- **Excerpt**:

- - -

On Dec. 13, Mexican senators overwhelmingly voted (98-7) to legalize medicinal marijuana, eight months after president Peña Nieto proposed a review of national drug policy. The bill must now pass Mexico’s lower Chamber of Deputies, but is already being heralded by lawmakers: Senator Cristina Diaz called it an important first step in laying the foundation for a national medical marijuana industry. It’s also a logical stop on the path to full legalization, which cannabis advocates say would quell gang activity that has plagued Mexico for years.

There was consensus to ”do something different in drug policy,” said Senator Angelica de la Pena Gomez, because prohibition “has generated high levels of violence, more than 100,000 deaths and the systematic violation of human rights.”

Meanwhile, California companies are already finding ways to turn what’s long been an illegal route into a legal, profitable, and reciprocal one. HempMeds Mexico, a subsidiary of Poway-California-based Medical Marijuana Inc., plans to export therapeutic hemp oils—some containing cannabidiol, or CBD, which doesn’t produce a high; and some containing THC, which does—to Mexico and Colombia. The company is also in talks with other Latin American nations.

In the US, a similar trend toward legalization has been led by individual states. Washington DC and 29 other states have passed laws, with various caveats, allowing medical marijuana use. As of next month, recreational marijuana will be legal in Alaska, California, Colorado, Maine, Massachusetts, Nevada, Oregon, Washington, and Washington DC. Possession has been decriminalized in 13 states.

Overall, more than 20% of adult Americans now have access to marijuana, medically or recreationally, due to changes in state laws. But cannabis is still illegal according to the federal government, which continues to classify it as a schedule I substance with no medicinal benefits whatsoever.

- - -

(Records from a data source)
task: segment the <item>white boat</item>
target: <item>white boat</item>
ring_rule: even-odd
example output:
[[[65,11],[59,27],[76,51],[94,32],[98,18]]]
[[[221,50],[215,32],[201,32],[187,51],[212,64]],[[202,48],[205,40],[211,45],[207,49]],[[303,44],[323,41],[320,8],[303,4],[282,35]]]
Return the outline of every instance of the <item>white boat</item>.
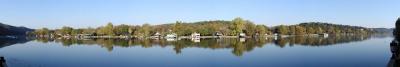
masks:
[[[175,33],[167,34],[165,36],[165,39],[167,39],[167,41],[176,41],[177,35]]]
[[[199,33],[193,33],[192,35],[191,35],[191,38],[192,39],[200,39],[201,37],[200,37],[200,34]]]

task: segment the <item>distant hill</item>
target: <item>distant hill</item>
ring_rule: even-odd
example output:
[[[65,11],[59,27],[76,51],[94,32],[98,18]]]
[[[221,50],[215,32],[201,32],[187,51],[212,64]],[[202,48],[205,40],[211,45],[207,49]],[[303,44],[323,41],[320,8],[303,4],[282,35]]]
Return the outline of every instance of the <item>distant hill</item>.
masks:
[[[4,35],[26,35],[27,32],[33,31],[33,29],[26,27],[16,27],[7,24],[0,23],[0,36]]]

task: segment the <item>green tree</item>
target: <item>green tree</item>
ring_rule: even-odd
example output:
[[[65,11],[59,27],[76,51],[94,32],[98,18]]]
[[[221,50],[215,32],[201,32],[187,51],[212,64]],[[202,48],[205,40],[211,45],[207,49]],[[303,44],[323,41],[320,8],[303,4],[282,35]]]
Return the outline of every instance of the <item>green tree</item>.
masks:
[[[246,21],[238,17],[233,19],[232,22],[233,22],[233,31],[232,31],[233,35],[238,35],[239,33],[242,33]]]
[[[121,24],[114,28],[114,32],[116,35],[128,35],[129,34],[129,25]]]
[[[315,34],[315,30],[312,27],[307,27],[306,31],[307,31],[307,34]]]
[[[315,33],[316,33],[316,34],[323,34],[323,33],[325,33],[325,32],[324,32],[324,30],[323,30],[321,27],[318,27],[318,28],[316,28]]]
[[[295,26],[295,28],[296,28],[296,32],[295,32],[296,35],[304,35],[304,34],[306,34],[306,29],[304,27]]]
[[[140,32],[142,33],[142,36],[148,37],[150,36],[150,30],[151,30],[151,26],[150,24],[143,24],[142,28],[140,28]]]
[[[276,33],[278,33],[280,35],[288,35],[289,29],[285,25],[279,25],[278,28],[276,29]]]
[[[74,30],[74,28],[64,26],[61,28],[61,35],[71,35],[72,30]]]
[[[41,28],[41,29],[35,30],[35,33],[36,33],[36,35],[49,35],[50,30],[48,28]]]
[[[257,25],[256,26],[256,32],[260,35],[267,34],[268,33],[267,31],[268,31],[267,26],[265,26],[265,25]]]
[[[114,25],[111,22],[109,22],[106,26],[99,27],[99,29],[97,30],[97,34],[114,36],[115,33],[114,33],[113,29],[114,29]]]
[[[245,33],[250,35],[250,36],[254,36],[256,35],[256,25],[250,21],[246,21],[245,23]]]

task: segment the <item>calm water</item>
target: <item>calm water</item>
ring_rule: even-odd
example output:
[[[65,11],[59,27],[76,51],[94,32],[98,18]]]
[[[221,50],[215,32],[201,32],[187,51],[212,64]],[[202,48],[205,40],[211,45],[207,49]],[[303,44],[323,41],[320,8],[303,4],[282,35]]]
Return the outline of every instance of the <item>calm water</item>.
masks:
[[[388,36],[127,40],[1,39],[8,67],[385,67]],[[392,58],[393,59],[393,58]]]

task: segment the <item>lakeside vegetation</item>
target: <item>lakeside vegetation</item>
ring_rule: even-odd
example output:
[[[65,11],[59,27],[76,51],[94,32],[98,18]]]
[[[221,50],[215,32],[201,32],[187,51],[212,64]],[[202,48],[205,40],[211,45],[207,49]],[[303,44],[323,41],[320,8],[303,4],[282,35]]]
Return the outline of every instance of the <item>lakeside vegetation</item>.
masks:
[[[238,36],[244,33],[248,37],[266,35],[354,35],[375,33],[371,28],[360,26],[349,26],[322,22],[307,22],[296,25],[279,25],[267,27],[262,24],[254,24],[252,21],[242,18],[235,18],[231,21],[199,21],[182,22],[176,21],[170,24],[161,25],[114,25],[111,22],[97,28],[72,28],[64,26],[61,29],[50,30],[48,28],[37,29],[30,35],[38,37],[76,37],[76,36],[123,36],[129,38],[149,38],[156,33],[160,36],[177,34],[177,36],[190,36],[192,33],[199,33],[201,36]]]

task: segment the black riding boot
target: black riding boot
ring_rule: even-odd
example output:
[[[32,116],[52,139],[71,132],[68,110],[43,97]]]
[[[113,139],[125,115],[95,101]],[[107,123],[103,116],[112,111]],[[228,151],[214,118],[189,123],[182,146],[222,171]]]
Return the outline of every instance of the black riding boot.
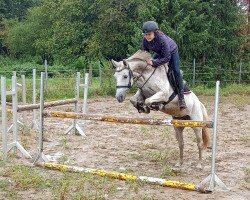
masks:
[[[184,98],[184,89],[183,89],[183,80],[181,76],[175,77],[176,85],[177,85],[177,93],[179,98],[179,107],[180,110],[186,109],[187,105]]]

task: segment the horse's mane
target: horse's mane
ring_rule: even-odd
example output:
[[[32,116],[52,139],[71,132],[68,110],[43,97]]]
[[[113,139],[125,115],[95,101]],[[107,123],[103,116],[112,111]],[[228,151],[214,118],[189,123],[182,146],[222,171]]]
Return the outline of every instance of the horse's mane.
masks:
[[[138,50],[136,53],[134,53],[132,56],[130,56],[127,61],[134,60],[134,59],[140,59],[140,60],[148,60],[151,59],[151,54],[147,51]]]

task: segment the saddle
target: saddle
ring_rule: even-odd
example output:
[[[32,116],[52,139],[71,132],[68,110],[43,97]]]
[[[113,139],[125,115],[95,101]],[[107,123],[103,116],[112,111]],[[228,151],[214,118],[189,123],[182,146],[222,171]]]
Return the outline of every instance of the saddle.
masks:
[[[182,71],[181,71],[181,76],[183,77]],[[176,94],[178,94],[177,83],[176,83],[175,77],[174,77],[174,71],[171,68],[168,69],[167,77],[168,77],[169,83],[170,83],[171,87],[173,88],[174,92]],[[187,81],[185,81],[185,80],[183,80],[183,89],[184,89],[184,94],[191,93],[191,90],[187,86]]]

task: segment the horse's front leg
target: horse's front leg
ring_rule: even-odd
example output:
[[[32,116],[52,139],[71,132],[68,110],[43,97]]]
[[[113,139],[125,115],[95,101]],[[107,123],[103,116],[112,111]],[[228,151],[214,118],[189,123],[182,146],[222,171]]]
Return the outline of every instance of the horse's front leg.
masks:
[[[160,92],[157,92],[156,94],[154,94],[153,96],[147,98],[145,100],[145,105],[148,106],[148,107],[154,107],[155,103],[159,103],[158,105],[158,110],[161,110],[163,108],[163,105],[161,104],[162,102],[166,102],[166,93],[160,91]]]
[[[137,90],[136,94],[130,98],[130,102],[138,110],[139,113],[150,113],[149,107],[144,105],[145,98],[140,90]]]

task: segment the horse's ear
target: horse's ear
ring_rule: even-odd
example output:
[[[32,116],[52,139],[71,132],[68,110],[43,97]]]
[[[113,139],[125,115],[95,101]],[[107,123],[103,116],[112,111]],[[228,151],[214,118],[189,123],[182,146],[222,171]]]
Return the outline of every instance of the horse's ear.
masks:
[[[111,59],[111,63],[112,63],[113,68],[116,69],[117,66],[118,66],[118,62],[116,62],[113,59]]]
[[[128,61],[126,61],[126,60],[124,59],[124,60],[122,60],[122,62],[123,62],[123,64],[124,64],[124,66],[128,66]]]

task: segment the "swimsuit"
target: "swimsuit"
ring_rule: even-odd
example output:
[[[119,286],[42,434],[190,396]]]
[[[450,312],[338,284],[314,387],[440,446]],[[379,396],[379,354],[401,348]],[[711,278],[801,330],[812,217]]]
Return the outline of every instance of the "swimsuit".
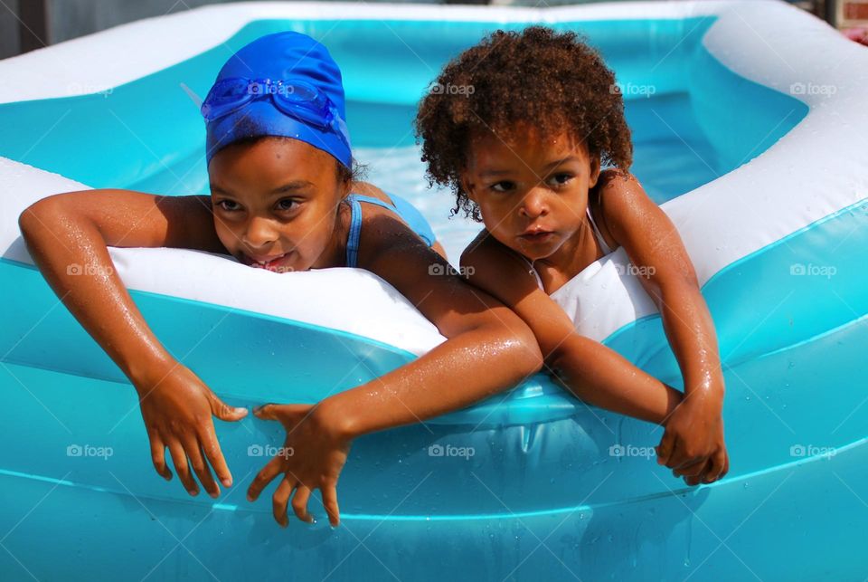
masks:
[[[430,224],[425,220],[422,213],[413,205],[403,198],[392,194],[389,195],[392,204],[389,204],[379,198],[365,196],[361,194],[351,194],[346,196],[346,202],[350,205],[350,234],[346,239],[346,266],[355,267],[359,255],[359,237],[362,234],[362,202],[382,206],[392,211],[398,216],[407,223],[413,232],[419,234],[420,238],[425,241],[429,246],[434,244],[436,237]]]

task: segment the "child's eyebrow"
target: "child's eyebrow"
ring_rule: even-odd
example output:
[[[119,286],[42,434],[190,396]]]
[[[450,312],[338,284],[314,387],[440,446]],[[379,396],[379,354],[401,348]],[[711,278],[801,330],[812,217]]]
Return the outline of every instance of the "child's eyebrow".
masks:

- - -

- **Activity A**: In the excerpt on Mexico's medical marijuana vote, what was the Senate vote count?
- **Activity B**: Copy the part of the excerpt from "In the US, a" up to and including "in 13 states.".

- **Worked solution A**: The vote was 98 to 7.

- **Worked solution B**:
In the US, a similar trend toward legalization has been led by individual states. Washington DC and 29 other states have passed laws, with various caveats, allowing medical marijuana use. As of next month, recreational marijuana will be legal in Alaska, California, Colorado, Maine, Massachusetts, Nevada, Oregon, Washington, and Washington DC. Possession has been decriminalized in 13 states.